== Segment start ==

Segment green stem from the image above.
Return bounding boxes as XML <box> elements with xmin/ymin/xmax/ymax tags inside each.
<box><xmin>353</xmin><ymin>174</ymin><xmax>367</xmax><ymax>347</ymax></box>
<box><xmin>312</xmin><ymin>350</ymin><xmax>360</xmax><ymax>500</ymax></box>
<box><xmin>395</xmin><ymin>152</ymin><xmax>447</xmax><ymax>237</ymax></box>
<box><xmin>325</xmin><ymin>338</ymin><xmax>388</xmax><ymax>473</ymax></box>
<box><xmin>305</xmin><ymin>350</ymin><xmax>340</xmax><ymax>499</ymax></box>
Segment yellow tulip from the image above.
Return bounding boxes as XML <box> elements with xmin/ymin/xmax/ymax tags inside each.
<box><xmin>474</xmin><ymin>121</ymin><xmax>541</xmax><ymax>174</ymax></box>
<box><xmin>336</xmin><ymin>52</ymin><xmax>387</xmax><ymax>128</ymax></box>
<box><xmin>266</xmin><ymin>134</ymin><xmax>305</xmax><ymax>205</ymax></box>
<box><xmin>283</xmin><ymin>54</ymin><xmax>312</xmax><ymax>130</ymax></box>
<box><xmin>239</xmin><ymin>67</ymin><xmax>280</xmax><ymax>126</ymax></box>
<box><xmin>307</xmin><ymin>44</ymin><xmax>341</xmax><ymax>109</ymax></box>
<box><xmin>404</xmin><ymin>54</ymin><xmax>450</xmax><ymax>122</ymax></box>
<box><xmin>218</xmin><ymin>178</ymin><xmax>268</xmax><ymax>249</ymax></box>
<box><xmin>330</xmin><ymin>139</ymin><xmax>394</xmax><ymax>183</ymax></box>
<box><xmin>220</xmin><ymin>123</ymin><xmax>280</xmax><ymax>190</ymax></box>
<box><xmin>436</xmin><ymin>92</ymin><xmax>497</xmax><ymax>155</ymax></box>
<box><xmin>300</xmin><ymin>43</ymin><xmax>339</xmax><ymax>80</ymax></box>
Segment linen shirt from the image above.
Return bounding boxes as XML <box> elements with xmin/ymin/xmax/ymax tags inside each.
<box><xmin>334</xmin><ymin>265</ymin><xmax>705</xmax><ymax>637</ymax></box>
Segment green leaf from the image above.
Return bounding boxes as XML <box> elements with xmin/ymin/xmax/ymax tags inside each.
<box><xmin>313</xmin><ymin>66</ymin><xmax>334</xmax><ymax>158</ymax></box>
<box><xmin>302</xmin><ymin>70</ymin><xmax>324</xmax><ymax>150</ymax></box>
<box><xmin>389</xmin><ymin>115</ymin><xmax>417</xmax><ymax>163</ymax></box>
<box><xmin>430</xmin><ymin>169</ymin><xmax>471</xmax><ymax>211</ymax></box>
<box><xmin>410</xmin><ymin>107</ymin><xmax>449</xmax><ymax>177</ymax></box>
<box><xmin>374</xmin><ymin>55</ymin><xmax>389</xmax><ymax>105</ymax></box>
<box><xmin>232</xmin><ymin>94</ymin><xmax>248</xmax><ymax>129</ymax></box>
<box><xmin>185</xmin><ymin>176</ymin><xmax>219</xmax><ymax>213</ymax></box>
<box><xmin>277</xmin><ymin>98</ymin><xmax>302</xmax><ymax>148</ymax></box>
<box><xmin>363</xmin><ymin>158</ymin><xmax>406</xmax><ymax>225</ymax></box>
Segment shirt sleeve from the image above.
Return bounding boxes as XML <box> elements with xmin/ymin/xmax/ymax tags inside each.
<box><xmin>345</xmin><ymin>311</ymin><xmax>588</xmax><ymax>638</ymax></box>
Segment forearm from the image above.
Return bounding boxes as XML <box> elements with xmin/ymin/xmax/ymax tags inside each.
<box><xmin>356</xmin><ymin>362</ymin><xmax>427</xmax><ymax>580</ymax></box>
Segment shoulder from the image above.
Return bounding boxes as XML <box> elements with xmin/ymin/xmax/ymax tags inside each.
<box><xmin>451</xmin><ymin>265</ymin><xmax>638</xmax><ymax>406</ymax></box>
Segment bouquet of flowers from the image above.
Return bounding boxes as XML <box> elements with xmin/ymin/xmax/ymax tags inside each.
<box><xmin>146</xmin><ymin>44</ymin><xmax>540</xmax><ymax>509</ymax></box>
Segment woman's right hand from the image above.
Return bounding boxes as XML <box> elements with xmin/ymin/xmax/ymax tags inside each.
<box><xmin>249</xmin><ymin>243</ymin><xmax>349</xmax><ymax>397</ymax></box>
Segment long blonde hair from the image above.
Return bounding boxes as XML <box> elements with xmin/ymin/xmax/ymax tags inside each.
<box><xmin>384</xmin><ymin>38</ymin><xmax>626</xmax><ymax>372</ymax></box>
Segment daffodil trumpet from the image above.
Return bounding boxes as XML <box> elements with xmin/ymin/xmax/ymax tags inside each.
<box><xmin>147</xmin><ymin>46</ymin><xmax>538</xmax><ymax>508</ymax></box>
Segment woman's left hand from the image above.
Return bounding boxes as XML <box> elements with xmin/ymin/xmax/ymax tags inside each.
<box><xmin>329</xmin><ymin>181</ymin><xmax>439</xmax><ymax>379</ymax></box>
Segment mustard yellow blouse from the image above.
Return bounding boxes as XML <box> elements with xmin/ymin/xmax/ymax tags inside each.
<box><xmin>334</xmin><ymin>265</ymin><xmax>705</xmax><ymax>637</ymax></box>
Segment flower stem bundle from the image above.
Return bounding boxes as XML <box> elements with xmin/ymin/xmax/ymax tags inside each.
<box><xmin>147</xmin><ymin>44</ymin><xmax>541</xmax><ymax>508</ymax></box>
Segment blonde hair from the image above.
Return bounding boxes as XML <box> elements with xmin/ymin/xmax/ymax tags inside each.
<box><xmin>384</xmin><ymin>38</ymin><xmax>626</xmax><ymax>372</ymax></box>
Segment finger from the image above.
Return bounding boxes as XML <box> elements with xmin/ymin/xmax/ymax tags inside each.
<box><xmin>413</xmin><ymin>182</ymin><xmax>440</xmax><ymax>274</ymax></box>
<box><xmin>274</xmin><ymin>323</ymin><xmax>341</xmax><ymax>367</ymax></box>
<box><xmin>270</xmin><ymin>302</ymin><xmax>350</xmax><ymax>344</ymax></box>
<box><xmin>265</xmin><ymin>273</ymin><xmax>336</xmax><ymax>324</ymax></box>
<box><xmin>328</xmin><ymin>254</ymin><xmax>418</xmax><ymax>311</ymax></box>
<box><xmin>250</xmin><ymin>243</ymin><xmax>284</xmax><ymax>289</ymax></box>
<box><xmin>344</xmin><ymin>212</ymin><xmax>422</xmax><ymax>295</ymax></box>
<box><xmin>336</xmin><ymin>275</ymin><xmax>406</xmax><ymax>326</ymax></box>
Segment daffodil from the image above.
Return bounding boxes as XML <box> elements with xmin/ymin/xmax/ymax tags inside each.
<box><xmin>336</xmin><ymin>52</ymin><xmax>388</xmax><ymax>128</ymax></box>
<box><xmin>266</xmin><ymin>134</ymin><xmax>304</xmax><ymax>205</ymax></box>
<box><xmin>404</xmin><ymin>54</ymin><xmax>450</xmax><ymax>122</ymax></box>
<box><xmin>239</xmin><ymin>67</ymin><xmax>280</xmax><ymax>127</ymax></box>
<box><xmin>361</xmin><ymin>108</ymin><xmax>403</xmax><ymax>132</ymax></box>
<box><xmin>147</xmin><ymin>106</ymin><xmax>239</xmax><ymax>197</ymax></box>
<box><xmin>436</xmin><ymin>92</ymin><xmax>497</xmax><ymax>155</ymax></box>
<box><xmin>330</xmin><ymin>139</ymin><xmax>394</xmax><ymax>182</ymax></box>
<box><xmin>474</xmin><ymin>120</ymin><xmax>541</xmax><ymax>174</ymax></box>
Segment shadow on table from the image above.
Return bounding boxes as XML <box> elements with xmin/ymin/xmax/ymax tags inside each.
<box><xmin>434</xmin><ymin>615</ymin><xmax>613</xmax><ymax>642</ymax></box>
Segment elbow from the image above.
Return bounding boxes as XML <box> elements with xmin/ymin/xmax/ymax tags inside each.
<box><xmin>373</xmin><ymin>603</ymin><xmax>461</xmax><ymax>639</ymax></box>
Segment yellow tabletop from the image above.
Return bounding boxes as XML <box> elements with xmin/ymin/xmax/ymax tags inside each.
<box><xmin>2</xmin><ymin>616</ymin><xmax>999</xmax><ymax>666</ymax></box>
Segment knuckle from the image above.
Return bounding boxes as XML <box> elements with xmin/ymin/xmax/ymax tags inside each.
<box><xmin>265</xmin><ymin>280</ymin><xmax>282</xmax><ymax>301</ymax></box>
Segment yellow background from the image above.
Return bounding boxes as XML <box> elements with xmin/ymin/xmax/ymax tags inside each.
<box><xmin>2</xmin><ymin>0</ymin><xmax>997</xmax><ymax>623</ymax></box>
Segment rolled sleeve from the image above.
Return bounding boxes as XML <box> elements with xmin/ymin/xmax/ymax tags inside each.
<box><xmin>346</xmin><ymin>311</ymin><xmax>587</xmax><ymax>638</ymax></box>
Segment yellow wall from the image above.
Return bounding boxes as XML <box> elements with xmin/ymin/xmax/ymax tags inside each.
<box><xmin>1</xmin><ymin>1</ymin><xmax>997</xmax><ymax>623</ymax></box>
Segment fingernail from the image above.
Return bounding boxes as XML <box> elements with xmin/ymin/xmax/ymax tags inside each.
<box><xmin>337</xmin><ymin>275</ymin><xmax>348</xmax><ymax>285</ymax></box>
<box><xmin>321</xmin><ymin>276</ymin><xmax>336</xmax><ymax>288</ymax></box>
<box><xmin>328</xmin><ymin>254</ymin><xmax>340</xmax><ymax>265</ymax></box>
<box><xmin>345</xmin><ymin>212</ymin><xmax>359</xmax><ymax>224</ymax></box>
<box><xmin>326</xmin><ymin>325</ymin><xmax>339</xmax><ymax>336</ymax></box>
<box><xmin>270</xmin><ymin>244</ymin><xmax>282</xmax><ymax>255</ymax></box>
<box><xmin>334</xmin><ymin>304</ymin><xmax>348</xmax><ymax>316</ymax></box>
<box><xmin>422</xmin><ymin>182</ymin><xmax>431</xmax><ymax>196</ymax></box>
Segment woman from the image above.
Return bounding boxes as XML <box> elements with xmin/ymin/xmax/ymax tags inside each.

== Segment end ==

* **Exercise instructions**: Return only the stretch of the material above from the line holding "Segment shirt sleeve from the image above." through the line holding "Segment daffodil trumpet", copied exactly.

* **Expected output**:
Segment shirt sleeve from the image above.
Return bounding boxes as XML <box> elements with xmin/ymin/xmax/ymax tags inside each.
<box><xmin>345</xmin><ymin>311</ymin><xmax>588</xmax><ymax>638</ymax></box>
Segment forearm from the image above.
Return bounding boxes as XML <box> elements with xmin/ymin/xmax/ymax tags inside each.
<box><xmin>356</xmin><ymin>362</ymin><xmax>427</xmax><ymax>580</ymax></box>
Segment shoulder from the image above.
Return bounding boxes as XML <box> elements with xmin/ymin/xmax/ymax tags inside each.
<box><xmin>451</xmin><ymin>265</ymin><xmax>638</xmax><ymax>406</ymax></box>
Segment bouquet of flowers from the image above.
Return bounding boxes as XML <box> elements with xmin/ymin/xmax/ymax tags inside each.
<box><xmin>146</xmin><ymin>44</ymin><xmax>540</xmax><ymax>509</ymax></box>
Segment woman's right hand from the image above.
Return bounding boxes as XML <box> elements with xmin/ymin/xmax/ymax tags inside each.
<box><xmin>249</xmin><ymin>243</ymin><xmax>349</xmax><ymax>397</ymax></box>
Segment long blonde hair from the image above.
Return bounding boxes as XML <box> elements with xmin/ymin/xmax/ymax tags inside each.
<box><xmin>384</xmin><ymin>38</ymin><xmax>626</xmax><ymax>372</ymax></box>
Segment daffodil trumpet from the image above.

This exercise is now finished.